**Aim of the task:** Return nothing but the lines from the line containing "Where can the flat" through the last line of the records, reproduced exactly.

(Lines of data)

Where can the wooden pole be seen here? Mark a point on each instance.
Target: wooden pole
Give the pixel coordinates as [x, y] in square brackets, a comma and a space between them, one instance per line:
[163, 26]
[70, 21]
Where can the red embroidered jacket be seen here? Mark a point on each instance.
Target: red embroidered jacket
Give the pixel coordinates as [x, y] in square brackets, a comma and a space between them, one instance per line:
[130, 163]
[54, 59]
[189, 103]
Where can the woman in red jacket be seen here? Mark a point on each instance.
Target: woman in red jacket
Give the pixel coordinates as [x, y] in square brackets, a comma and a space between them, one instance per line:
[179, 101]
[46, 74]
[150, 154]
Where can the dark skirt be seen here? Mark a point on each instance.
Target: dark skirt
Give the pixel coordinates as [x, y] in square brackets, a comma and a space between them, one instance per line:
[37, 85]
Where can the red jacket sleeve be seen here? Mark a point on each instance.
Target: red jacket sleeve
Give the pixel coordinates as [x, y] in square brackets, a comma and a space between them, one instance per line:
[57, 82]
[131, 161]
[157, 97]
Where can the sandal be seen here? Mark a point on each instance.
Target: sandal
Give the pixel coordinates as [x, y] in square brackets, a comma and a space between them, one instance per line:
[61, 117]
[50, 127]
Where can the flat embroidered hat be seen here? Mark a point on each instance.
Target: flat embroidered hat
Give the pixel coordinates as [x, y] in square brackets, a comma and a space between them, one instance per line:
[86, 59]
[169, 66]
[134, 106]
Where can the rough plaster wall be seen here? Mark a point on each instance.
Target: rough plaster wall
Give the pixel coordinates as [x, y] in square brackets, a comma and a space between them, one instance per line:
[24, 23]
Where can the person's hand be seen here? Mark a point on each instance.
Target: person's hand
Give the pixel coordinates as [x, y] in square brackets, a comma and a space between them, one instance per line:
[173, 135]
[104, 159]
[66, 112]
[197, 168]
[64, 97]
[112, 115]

**Response to this task:**
Where can the flat embroidered hat be seen here? Mark a point on each instance.
Target: flat embroidered hat
Give the pixel coordinates as [x, y] in square brackets, a comma and a space between them, one instance per line:
[86, 59]
[169, 66]
[134, 106]
Where can the rough plaster wall be seen here? Mark a point on each instance.
Target: rough plaster wall
Give the pixel coordinates as [x, y] in square brackets, a comma and a space between them, one instance per line:
[24, 23]
Where can the person's hand be seen here? Mark a point on each instance.
Target: person's hand
Give the pixel coordinates as [x, y] in square brackets, a comma and a space between them, one instance per line:
[173, 135]
[104, 159]
[66, 112]
[197, 168]
[64, 97]
[112, 115]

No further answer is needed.